TASK TO CARRY OUT. Return every line of the data below word for word, including the punctuation.
Top of LISTED RECORDS
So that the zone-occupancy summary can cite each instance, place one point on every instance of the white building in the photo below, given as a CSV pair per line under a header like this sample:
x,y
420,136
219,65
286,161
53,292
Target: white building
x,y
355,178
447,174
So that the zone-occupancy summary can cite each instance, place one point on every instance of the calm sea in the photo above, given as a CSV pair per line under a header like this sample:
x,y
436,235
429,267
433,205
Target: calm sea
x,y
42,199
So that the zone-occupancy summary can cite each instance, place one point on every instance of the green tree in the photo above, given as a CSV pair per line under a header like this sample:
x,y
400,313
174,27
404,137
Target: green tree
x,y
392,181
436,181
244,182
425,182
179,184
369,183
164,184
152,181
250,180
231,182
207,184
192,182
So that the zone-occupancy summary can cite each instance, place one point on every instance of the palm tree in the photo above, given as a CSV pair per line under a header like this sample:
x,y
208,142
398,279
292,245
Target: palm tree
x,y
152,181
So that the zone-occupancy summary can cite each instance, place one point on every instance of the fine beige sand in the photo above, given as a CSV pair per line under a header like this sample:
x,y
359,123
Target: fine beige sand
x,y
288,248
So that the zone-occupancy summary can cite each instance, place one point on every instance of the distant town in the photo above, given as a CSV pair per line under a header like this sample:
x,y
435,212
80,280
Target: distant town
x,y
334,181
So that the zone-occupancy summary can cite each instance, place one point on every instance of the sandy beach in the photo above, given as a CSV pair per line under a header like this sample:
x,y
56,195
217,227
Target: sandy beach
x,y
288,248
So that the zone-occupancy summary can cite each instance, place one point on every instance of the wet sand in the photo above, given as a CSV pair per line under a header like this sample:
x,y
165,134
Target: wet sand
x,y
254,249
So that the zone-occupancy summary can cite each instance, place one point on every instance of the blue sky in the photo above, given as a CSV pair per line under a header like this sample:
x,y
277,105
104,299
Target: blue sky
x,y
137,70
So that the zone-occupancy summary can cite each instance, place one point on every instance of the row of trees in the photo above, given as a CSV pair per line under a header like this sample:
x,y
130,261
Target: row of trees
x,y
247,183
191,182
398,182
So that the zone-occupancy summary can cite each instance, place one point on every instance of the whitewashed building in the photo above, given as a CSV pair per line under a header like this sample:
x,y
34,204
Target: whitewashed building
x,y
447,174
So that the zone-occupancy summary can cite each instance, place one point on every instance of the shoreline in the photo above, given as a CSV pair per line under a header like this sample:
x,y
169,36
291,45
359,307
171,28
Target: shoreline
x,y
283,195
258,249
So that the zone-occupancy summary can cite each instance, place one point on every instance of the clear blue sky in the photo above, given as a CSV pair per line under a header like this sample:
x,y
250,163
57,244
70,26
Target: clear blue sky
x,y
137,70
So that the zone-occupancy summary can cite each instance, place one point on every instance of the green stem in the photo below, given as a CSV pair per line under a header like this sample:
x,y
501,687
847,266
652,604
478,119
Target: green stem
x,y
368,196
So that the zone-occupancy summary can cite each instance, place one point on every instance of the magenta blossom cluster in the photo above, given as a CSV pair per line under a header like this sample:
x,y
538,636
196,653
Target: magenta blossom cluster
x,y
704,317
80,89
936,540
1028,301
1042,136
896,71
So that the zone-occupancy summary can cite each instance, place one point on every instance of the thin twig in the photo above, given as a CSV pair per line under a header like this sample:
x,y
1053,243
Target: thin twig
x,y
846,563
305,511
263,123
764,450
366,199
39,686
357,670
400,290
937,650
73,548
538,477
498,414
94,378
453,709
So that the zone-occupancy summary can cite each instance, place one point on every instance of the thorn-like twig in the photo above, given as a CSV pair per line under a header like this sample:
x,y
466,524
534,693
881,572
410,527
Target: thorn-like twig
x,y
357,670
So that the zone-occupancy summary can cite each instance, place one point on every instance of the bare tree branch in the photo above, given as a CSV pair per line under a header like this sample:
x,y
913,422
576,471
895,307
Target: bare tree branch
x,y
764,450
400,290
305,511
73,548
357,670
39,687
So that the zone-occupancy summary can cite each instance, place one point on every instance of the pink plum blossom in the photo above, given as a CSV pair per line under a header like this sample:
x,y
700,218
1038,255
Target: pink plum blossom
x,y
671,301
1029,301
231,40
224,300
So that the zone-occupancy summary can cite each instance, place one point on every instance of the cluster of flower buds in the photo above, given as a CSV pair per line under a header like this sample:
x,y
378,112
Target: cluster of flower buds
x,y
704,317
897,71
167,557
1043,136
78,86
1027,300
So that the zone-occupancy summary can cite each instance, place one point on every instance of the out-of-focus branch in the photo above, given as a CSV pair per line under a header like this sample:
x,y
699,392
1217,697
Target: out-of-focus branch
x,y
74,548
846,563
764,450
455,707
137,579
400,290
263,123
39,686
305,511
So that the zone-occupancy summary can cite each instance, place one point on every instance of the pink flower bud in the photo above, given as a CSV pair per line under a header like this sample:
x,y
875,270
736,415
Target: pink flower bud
Bottom of LISTED RECORDS
FINISHED TASK.
So that the zone-occupancy summary can cite each instance, place one point on every instance of the white building in the photo below, given as a CSV pair per line under a header like this sample:
x,y
420,136
219,65
286,161
53,292
Target: white building
x,y
355,178
447,174
So that the zone-occupancy summary can cite each instance, place one point on every instance of the calm sea in the photo above, given as a CSV pair per line under a header like this sample:
x,y
436,235
429,267
433,205
Target: calm sea
x,y
42,199
So that the zone-occupancy summary can cite each instance, place one point on every instance of the green tree in the photo above, given as a CSV pair per line under a header like this sample:
x,y
400,313
174,27
404,137
Target: green tree
x,y
392,181
436,181
244,182
425,182
179,184
369,183
164,184
152,181
250,180
231,182
207,184
192,182
So that the zone-occupancy summary can cite each instance, place one point on every instance of the palm tree in the photo above, given as a CSV pair per line under a header like this sample:
x,y
208,142
398,279
292,245
Target: palm tree
x,y
152,181
So that the zone-occupancy summary can cite each instance, place one point on every instance of the fine beige sand in the photo above, given as a CSV pair per line under a header like this sample:
x,y
359,123
Target: fine beige sand
x,y
288,248
So that the zone-occupancy summary can cite each instance, place one point on every instance of the distant town in the photo above, given as a CSV pair per line under a header like this sample:
x,y
435,212
80,280
Target: distant town
x,y
334,181
So that the zone-occupancy summary can cite each instance, place one point on every instance of the sandy beach in the photo above, given as a CSV pair per line under a header like this sample:
x,y
56,195
217,227
Target: sandy beach
x,y
288,248
So that the zone-occupancy summary can cite each instance, place one point on every instance of the wet sand in the photo above, given as a CSV pair per line under a header like this sample:
x,y
165,134
Target: wet sand
x,y
254,249
So that the zone-occupancy summary can cite each instance, place one point on every instance of the blue sky in the photo above, given as a CSV pair per line under a header like this sample:
x,y
277,105
104,299
Target: blue sky
x,y
137,70
So that the zone-occupancy summary can cite each instance, place one point on every instance of the row of trees in the photo above, given as a CSV pair per line under a header like this sample:
x,y
130,261
Target: row of trees
x,y
247,183
191,182
398,182
So that the zone-occupancy summary can cite each instance, place one point on every instance of the whitewashed building in the photo above, given as a CSV pair per line under a header like this sample:
x,y
34,204
Target: whitewashed building
x,y
447,174
So that the zone-occupancy summary can cite each instance, place one point on every instance of the shoreline in the photo above, given as a CSV pair per line under a header like this sample:
x,y
169,36
291,45
359,307
171,28
Target: shoreline
x,y
283,195
258,249
So that the zone-occupancy summary can cite each instance, place one point on every instance of the clear blue sky in the photo above, given as a CSV pair per line under a header like this sample:
x,y
250,163
57,244
70,26
Target: clear blue sky
x,y
137,70
So that the zone-occupancy summary can cite each instance, place one point on every instance of the green stem in the photo below, given as a CSV pair per line under a header like this sample:
x,y
501,687
847,266
652,604
478,119
Target: green stem
x,y
368,196
So that the zone-occupancy summary can cite each instance, place one point on every instance of the magenta blossom cluster in the photo above, given as a CSV pair per line under a header like this sample:
x,y
538,636
196,653
Target: magenta blossom cluster
x,y
704,317
80,89
936,540
1028,301
1042,136
896,71
So that the zone-occupancy summary can cite each instance, place one point on every instance of the thin twig in the photo above, given as a CSV pair per line under a header like this sample:
x,y
1053,243
Target: thin twig
x,y
846,563
305,511
263,123
764,450
366,199
39,686
357,670
400,290
937,650
73,548
538,477
498,414
94,378
453,709
So that the zone-occupancy summary can cite each instance, place one point on every instance of the thorn-like twig in the photo above, given as a CSV pair per line under a header like this sample:
x,y
466,524
534,693
881,572
410,527
Target: thorn-like twig
x,y
357,670
So that the zone-occupancy summary can cite each instance, place one point on every instance of the bare tree branch in the photo above, given as a CSV pair per line under a header like this sample:
x,y
913,422
576,471
895,307
Target: bare tree branch
x,y
764,450
400,290
305,511
73,548
357,670
39,687
So that the zone-occupancy summary can cite each instance, place one point on every instance of the pink plum blossom in the photo above, given as a CSV pair per line under a header like this sample:
x,y
700,218
1038,255
Target: pink plum blossom
x,y
671,301
1029,301
231,40
224,300
So that the zone-occupancy summary can cite each instance, place one point on every instance of the cluster of flower buds in the photo above, given as a CSV pair per line under a header like this sample:
x,y
378,112
Target: cluster of flower buds
x,y
704,317
897,71
167,557
1043,136
78,86
1027,300
So that the zone-occupancy summary can cite each instance, place one point on every instance of the out-of-focus branch in the photo above, given as a CSV pair per line under a header like this sample:
x,y
699,392
1217,697
Target: out-of-focus branch
x,y
74,548
846,563
764,450
455,707
137,579
400,290
263,123
39,686
305,511
So that the zone-occupancy summary can cite each instance, place one point on every instance of the pink flower bud in the photo above, given as a CSV pair per line under a header like this sample:
x,y
875,270
736,415
Target: pink flower bud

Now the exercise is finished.